WHAT TO WORK ON –
Tally the lines in the entries below that contain the string "pile", and state only the resulting number.

## Begin LISTED ENTRIES

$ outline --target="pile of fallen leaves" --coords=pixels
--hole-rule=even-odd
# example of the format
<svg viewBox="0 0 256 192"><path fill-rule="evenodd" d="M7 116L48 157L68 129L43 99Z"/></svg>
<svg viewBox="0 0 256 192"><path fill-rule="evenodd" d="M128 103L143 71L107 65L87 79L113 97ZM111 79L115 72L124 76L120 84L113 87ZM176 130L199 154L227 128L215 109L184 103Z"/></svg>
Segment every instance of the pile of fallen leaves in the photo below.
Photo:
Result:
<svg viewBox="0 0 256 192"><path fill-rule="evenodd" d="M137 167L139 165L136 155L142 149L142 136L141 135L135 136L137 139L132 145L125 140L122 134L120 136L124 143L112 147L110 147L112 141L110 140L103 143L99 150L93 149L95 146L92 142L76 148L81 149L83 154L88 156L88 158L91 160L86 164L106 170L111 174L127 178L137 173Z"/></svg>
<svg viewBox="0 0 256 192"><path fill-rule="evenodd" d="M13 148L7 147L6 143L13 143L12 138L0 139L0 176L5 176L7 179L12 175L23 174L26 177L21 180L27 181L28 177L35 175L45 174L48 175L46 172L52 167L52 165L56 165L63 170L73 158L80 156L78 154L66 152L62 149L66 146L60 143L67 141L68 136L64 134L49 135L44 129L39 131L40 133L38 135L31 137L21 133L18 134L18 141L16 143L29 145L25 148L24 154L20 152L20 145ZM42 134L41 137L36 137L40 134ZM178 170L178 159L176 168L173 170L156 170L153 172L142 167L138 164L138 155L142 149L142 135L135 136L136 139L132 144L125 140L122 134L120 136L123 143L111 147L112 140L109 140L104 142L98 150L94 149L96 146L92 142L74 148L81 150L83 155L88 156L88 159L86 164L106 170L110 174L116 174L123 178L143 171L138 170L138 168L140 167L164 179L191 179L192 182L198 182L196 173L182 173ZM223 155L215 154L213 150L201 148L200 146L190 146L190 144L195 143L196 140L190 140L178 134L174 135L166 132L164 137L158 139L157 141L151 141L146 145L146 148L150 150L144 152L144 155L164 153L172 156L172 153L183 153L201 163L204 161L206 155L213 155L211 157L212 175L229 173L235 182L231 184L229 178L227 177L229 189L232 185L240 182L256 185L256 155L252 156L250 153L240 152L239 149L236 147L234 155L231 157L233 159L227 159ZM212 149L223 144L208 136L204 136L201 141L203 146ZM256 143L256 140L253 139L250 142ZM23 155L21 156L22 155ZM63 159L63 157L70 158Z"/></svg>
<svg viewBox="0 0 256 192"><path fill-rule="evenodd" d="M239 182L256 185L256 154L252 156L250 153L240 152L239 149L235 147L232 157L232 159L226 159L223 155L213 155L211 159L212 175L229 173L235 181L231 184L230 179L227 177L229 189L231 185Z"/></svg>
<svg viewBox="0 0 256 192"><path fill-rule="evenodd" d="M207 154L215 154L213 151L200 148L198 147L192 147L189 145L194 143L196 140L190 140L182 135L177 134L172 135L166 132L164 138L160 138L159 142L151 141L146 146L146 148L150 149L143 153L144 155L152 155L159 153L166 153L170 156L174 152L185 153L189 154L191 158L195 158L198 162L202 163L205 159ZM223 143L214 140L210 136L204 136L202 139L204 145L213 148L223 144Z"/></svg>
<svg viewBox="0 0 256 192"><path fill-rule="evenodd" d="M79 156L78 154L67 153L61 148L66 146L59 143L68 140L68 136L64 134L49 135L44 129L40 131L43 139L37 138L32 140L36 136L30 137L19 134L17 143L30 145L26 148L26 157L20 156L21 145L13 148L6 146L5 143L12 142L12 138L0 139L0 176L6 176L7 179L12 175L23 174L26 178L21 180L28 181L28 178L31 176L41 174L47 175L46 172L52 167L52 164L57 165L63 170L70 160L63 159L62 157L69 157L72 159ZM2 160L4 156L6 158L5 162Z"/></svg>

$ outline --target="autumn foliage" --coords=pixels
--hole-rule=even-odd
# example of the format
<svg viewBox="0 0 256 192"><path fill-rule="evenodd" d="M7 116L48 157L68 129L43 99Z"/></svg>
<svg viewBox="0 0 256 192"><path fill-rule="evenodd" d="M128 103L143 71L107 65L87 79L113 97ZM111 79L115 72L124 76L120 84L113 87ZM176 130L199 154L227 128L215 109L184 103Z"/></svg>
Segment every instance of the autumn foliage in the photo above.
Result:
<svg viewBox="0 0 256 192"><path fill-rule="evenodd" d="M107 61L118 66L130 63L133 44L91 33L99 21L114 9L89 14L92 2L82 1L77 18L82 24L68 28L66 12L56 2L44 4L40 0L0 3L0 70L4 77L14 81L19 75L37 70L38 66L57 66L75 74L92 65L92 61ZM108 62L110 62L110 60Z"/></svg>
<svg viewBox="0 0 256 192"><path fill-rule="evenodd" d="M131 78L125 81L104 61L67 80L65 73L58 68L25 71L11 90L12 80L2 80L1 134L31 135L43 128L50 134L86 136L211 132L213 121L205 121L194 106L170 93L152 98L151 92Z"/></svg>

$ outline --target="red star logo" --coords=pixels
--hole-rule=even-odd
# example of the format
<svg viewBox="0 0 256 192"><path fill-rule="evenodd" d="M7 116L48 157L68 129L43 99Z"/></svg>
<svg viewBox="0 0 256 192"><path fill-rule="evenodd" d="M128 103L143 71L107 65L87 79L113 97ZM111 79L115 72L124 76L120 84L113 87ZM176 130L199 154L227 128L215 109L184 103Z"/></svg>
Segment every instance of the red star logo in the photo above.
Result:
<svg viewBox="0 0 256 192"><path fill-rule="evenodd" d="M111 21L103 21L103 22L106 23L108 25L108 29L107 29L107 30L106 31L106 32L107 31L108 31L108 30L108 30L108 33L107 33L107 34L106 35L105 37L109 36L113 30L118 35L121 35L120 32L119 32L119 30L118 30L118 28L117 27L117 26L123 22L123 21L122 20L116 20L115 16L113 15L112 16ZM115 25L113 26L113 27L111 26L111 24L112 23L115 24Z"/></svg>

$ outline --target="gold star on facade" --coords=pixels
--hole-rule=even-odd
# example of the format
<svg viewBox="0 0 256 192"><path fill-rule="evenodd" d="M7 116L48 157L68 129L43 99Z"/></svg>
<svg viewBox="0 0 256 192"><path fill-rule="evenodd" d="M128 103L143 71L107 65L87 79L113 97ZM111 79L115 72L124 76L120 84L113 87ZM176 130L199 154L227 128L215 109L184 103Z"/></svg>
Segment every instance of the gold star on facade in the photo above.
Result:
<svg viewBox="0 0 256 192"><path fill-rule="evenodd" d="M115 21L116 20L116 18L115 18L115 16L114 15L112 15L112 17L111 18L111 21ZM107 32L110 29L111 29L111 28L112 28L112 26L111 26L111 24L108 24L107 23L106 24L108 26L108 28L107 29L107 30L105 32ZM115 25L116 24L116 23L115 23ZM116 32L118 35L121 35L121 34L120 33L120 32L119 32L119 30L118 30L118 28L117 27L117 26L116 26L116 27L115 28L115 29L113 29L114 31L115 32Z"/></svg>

## End LISTED ENTRIES

FULL SOLUTION –
2